Reading text:
::::
# atreyuhero4's picture thread



## Atreyuhero4 (Dec 25, 2008)

ok guys i just got a digital camera for Christmas and i wanted to start a threat there wont be that many pictures right now but i will continue to add more i dont have a real fancy camera with macro and everything but i hope you guys like the pictures this is also of all my pets not just my Ts


----------



## Atreyuhero4 (Dec 25, 2008)

one last one for now


----------



## J.huff23 (Dec 25, 2008)

Nice to finally see your Ts.


----------



## Atreyuhero4 (Dec 25, 2008)

thank you i still havent figured out how to put words between the pictures so if you have any questions on what they are just ask ill try to get the others when they come out


----------



## P. Novak (Dec 26, 2008)

Atreyuhero4 said:


> thank you i still havent figured out how to put words between the pictures so if you have any questions on what they are just ask ill try to get the others when they come out


Well you can't when you attach pictures, but if you use a picture host website like photobucket.com or imageshack.us, then you simply copy and past the


----------



## Atreyuhero4 (Dec 26, 2008)

thank you i will use my photobucket next time


----------



## J.huff23 (Dec 26, 2008)

Man your rosea webbe up majorly!


----------



## Boanerges (Dec 26, 2008)
::::
Set task: Copy out the whole forum thread word for word, including its typos. The material that follows plays no part in this.
::::
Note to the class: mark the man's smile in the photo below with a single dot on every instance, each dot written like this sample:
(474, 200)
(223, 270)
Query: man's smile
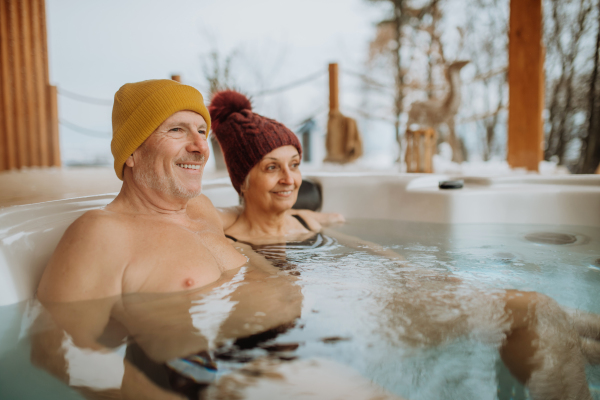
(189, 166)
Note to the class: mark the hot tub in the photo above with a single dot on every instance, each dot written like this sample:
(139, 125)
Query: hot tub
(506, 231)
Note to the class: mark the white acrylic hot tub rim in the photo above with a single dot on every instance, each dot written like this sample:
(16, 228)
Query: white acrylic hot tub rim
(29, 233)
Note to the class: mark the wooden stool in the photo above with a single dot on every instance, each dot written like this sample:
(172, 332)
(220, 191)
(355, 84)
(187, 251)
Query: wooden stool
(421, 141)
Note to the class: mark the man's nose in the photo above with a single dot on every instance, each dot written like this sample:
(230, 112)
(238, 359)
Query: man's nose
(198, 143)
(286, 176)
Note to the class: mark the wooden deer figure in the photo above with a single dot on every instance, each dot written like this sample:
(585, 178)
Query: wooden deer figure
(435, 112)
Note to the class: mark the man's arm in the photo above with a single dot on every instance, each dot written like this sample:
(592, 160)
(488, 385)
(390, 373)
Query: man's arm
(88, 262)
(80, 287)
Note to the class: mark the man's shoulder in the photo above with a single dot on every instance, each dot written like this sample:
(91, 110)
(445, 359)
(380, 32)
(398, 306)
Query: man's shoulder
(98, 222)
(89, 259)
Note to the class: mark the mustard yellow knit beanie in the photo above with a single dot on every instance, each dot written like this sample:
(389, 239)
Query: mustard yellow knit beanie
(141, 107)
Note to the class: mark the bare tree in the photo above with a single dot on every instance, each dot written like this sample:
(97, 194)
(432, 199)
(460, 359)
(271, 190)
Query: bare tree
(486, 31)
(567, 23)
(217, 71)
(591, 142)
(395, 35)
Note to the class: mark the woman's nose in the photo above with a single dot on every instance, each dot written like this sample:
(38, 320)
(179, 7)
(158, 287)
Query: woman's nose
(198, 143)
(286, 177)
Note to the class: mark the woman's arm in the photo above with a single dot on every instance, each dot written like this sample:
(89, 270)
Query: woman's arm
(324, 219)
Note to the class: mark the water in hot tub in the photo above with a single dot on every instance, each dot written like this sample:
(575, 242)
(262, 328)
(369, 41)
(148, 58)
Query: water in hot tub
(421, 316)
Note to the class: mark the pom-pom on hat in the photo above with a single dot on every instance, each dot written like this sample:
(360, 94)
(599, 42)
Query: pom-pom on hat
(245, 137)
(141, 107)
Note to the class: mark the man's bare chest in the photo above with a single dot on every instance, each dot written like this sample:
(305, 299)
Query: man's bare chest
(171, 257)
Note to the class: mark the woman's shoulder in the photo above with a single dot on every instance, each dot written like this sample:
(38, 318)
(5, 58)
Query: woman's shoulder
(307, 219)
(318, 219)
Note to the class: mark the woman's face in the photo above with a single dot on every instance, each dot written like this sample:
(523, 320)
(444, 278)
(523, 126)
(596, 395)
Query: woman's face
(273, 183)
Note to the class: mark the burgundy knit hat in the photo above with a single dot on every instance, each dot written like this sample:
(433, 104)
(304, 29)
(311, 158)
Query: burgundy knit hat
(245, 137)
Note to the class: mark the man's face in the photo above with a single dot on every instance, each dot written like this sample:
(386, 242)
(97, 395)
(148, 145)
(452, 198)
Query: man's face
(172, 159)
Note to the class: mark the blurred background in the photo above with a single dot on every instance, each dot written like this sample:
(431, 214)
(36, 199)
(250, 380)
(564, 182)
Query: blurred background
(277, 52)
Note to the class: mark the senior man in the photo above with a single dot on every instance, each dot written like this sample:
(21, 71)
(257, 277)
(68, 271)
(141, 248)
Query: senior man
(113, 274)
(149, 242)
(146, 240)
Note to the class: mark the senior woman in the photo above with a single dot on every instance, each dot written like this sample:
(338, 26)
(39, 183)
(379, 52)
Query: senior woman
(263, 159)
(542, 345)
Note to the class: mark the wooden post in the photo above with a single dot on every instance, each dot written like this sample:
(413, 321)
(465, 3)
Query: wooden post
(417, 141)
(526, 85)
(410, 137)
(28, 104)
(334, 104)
::::
Written response:
# atreyuhero4's picture thread



## Atreyuhero4 (Dec 25, 2008)

ok guys i just got a digital camera for Christmas and i wanted to start a threat there wont be that many pictures right now but i will continue to add more i dont have a real fancy camera with macro and everything but i hope you guys like the pictures this is also of all my pets not just my Ts


----------



## Atreyuhero4 (Dec 25, 2008)

one last one for now


----------



## J.huff23 (Dec 25, 2008)

Nice to finally see your Ts.


----------



## Atreyuhero4 (Dec 25, 2008)

thank you i still havent figured out how to put words between the pictures so if you have any questions on what they are just ask ill try to get the others when they come out


----------



## P. Novak (Dec 26, 2008)

Atreyuhero4 said:


> thank you i still havent figured out how to put words between the pictures so if you have any questions on what they are just ask ill try to get the others when they come out


Well you can't when you attach pictures, but if you use a picture host website like photobucket.com or imageshack.us, then you simply copy and past the


----------



## Atreyuhero4 (Dec 26, 2008)

thank you i will use my photobucket next time


----------



## J.huff23 (Dec 26, 2008)

Man your rosea webbe up majorly!


----------



## Boanerges (Dec 26, 2008)